Some records
* BEGIN *

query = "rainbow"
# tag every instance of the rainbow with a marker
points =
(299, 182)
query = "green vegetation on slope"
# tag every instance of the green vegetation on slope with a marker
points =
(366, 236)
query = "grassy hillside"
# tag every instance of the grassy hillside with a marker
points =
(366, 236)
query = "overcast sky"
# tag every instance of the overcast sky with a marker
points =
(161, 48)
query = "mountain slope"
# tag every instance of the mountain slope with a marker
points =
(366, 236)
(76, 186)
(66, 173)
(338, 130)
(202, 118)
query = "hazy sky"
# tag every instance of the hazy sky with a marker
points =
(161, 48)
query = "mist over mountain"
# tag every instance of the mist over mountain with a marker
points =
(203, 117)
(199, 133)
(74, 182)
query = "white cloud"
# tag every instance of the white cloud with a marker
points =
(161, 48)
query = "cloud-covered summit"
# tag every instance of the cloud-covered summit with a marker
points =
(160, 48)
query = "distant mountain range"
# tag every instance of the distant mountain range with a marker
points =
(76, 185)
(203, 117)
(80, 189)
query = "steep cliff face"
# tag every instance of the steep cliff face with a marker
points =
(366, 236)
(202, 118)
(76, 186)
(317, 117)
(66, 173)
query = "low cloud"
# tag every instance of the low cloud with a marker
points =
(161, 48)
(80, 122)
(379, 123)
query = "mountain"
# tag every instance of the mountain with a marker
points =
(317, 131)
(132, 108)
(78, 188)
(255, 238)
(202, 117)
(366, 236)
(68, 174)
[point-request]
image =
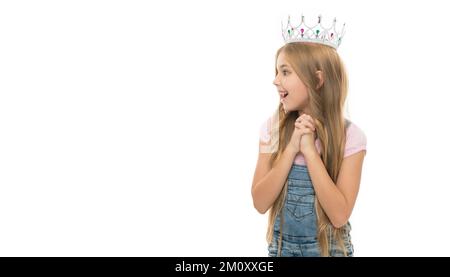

* END *

STATED PROBLEM: Select each line of the data above that contains the string "range", and copy those lines.

THE RESULT:
query = "distant mountain range"
# tag every instance of the distant mountain range with a marker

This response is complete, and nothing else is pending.